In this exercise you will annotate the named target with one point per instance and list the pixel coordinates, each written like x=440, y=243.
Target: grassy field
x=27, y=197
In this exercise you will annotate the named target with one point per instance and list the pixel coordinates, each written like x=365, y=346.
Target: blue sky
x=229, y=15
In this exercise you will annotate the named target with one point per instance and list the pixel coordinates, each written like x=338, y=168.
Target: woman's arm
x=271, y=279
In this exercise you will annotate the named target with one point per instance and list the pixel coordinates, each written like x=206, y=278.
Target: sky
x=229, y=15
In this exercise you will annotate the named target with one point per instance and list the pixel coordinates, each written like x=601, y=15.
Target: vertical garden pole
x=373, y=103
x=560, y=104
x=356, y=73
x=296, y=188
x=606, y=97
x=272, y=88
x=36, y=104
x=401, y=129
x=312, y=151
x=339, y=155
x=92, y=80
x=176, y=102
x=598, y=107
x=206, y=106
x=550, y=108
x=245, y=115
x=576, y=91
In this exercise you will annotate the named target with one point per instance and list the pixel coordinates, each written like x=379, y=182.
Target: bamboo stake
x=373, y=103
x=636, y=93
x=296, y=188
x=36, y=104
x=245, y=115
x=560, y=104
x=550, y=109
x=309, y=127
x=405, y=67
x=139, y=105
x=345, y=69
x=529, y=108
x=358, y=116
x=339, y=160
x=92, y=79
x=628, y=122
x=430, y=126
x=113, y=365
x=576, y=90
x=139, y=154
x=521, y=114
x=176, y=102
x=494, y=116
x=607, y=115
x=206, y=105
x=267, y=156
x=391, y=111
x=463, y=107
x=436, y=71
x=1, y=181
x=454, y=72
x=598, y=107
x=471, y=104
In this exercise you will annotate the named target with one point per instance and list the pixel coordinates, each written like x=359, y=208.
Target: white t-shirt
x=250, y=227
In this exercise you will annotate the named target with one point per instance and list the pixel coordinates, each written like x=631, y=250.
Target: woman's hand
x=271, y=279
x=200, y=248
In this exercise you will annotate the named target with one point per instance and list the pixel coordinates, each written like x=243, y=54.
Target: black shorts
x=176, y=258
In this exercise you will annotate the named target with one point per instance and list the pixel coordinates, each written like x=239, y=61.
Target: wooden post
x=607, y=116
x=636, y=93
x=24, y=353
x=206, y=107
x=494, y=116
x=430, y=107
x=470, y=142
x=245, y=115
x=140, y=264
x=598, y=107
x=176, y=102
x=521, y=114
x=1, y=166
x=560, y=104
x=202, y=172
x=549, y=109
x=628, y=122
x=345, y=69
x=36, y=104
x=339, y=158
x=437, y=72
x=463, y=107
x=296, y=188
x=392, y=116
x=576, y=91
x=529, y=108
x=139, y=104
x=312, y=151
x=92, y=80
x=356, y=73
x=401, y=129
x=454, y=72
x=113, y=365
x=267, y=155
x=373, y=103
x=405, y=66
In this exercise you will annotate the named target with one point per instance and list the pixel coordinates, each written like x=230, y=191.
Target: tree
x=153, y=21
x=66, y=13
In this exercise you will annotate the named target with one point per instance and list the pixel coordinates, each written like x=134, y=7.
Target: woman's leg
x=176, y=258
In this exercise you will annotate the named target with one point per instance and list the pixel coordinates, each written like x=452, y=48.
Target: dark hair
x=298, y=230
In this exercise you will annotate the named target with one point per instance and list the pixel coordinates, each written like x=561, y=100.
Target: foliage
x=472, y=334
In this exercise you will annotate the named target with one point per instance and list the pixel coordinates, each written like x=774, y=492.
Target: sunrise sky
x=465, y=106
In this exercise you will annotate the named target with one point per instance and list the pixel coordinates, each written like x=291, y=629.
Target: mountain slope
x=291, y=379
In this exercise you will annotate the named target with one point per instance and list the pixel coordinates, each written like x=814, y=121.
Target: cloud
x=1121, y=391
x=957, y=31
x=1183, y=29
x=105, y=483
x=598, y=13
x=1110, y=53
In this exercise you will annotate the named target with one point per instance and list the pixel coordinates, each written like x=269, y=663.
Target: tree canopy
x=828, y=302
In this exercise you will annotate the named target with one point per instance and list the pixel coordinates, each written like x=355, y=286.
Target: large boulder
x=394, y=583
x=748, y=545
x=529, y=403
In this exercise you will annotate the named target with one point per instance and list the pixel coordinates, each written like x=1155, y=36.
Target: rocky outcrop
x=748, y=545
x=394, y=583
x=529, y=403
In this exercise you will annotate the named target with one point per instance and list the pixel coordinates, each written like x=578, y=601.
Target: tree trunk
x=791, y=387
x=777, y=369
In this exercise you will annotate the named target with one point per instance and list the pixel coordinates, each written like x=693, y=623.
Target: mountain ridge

═══

* _What to work on_
Repeat all of the data above word for word, with nothing changed, added or left out.

* _Completed task_
In this exercise you will annotate the named target with one point per instance and list the pixel coordinates, each written like x=440, y=243.
Target: grassy field
x=27, y=197
In this exercise you will annotate the named target with one point per instance and list the pixel coordinates, each written like x=365, y=346.
Target: blue sky
x=229, y=15
In this exercise you will annotate the named target with one point per instance and list the pixel coordinates, each written like x=338, y=168.
Target: woman's arm
x=271, y=279
In this exercise you will annotate the named target with one point per instance and list the pixel coordinates, each written like x=206, y=278.
Target: sky
x=229, y=15
In this exercise you will annotate the named target with one point per instance and list the pixel coordinates, each written like x=601, y=15.
Target: vertical garden pole
x=373, y=103
x=560, y=104
x=356, y=73
x=296, y=188
x=606, y=97
x=272, y=88
x=36, y=104
x=401, y=129
x=312, y=151
x=339, y=155
x=92, y=80
x=176, y=102
x=598, y=107
x=206, y=106
x=550, y=108
x=245, y=115
x=576, y=91
In this exercise you will annotate the named target with one point per instance and list the pixel coordinates, each written like x=379, y=182.
Target: bamboo stake
x=373, y=103
x=636, y=93
x=296, y=188
x=36, y=104
x=245, y=115
x=560, y=104
x=550, y=109
x=309, y=127
x=405, y=67
x=139, y=105
x=345, y=69
x=529, y=108
x=358, y=116
x=339, y=160
x=92, y=79
x=628, y=122
x=430, y=126
x=113, y=365
x=576, y=90
x=139, y=154
x=521, y=114
x=176, y=102
x=494, y=116
x=607, y=115
x=206, y=105
x=267, y=156
x=391, y=111
x=463, y=107
x=436, y=71
x=1, y=181
x=454, y=72
x=598, y=107
x=471, y=104
In this exercise you will annotate the named target with one point per instance and list the pixel coordinates, each written like x=359, y=208.
Target: white t-shirt
x=250, y=227
In this exercise you will annotate the named target with one point per instance and list the pixel coordinates, each written like x=631, y=250.
Target: woman's hand
x=271, y=279
x=200, y=248
In this exercise you will annotate the named target with one point per instance and list the pixel coordinates, each written like x=243, y=54.
Target: black shorts
x=176, y=258
In this exercise you will annotate the named target with one point per instance and list the pixel coordinates, each written like x=239, y=61.
Target: wooden post
x=607, y=116
x=636, y=93
x=24, y=353
x=206, y=107
x=494, y=116
x=430, y=107
x=470, y=142
x=245, y=115
x=140, y=264
x=598, y=107
x=176, y=102
x=521, y=114
x=1, y=166
x=560, y=104
x=202, y=172
x=549, y=109
x=628, y=122
x=345, y=69
x=36, y=104
x=339, y=158
x=437, y=72
x=463, y=107
x=296, y=188
x=392, y=116
x=576, y=91
x=529, y=108
x=139, y=104
x=312, y=151
x=92, y=80
x=356, y=73
x=401, y=129
x=454, y=72
x=113, y=365
x=267, y=155
x=373, y=103
x=405, y=66
In this exercise you will annotate the named target with one point per instance and list the pixel coordinates, each written like x=230, y=191.
Target: tree
x=153, y=21
x=66, y=13
In this exercise you will annotate the named target with one point per instance and list the pixel coordinates, each written like x=134, y=7.
Target: woman's leg
x=176, y=258
In this exercise you will annotate the named target with one point per instance and list the pixel coordinates, each written like x=452, y=48.
Target: dark hair
x=298, y=230
In this exercise you will annotate the named target with one point per instance and list the pixel coordinates, each written like x=561, y=100.
Target: foliage
x=472, y=334
In this exercise you will annotate the named target with one point per instance and list the pixel coordinates, each written like x=774, y=492.
Target: sunrise sky
x=465, y=106
In this exercise you will annotate the named target with one point per instance and list the pixel coordinates, each written like x=291, y=629.
Target: mountain slope
x=291, y=379
In this exercise you will annotate the named target with one point per instance and list the pixel coordinates, each written like x=814, y=121.
Target: cloud
x=1121, y=391
x=957, y=31
x=1183, y=29
x=105, y=483
x=598, y=13
x=1110, y=53
In this exercise you will annotate the named target with one point per instance and list the pixel coordinates, each written like x=269, y=663.
Target: tree canopy
x=828, y=302
In this exercise you will annotate the named target with one point per instance and list the pixel coordinates, each written like x=355, y=286.
Target: large boulder
x=394, y=583
x=748, y=545
x=529, y=403
In this exercise you will annotate the named target with one point per instance and list the pixel coordinates, each written like x=1155, y=36.
Target: rocky outcrop
x=748, y=545
x=394, y=583
x=529, y=403
In this exercise you will annotate the named target with one point per instance and list the pixel coordinates, each written like x=578, y=601.
Target: tree trunk
x=791, y=387
x=777, y=369
In this exercise you will annotate the named target with one point per instance and list the pixel coordinates, each written like x=693, y=623.
Target: mountain ridge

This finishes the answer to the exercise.